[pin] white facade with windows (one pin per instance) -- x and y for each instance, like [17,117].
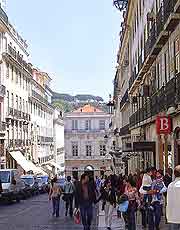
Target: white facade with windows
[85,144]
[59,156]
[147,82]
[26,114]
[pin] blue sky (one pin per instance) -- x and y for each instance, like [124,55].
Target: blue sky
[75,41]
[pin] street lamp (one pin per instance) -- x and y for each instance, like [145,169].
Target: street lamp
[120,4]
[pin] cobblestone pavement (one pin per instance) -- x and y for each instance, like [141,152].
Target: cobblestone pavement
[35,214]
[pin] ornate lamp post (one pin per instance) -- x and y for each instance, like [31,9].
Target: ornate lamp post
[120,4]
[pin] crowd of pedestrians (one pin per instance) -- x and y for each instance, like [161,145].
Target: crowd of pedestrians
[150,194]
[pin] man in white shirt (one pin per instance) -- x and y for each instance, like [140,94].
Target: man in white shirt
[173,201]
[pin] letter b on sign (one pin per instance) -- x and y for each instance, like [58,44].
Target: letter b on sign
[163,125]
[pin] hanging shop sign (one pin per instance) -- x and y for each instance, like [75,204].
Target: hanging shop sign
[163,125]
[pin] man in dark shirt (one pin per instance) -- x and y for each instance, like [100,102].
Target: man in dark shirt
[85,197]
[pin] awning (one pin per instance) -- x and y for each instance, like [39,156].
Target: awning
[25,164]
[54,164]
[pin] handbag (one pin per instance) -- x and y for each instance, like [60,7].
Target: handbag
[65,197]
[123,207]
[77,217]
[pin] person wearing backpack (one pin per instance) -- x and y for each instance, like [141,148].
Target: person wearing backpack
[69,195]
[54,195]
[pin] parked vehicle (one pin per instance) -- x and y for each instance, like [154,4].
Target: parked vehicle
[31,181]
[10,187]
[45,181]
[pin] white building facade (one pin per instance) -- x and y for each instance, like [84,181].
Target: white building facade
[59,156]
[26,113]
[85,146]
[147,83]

---

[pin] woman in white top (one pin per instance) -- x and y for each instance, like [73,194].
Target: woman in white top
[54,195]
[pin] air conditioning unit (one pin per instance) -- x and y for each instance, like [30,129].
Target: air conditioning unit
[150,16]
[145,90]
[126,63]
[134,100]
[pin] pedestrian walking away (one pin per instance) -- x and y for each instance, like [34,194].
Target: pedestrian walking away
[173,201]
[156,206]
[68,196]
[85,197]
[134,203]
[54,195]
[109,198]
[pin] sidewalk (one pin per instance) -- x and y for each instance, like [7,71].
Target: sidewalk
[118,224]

* * *

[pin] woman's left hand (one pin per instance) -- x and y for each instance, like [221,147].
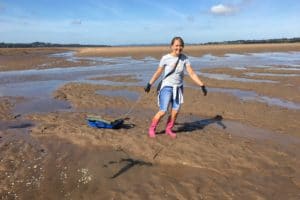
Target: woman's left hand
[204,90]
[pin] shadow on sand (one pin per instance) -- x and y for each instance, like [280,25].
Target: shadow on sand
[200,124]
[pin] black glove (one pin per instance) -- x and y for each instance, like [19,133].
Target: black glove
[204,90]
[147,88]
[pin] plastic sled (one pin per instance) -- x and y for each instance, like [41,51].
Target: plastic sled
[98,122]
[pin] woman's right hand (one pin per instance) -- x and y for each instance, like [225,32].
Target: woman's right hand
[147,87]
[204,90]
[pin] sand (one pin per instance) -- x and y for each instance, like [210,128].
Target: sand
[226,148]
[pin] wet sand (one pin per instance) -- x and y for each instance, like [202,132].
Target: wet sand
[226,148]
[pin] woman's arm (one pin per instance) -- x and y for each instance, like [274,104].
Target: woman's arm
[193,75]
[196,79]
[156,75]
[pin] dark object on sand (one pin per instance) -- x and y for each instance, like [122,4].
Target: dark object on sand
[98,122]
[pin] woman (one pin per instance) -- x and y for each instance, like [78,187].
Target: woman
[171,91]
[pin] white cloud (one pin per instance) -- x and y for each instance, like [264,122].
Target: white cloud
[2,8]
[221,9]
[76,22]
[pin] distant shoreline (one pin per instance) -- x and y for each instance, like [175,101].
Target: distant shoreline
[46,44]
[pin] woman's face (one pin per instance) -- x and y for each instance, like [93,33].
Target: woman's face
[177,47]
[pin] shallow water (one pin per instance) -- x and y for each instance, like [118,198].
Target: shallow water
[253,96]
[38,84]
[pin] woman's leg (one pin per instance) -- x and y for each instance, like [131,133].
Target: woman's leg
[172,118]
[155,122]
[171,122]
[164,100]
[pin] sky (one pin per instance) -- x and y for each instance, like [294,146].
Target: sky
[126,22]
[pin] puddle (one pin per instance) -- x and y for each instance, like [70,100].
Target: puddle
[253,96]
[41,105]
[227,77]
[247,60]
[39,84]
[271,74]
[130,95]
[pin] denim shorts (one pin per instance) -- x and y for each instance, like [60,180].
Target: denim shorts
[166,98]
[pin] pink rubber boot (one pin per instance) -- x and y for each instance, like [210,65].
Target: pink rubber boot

- [What you should do] In the listing above, which lines include the string "pink"? Return every one of them.

- [Output for this task]
[pin] pink rubber boot (one pin per instance) -- x and y for each instance, like [210,65].
Target: pink rubber boot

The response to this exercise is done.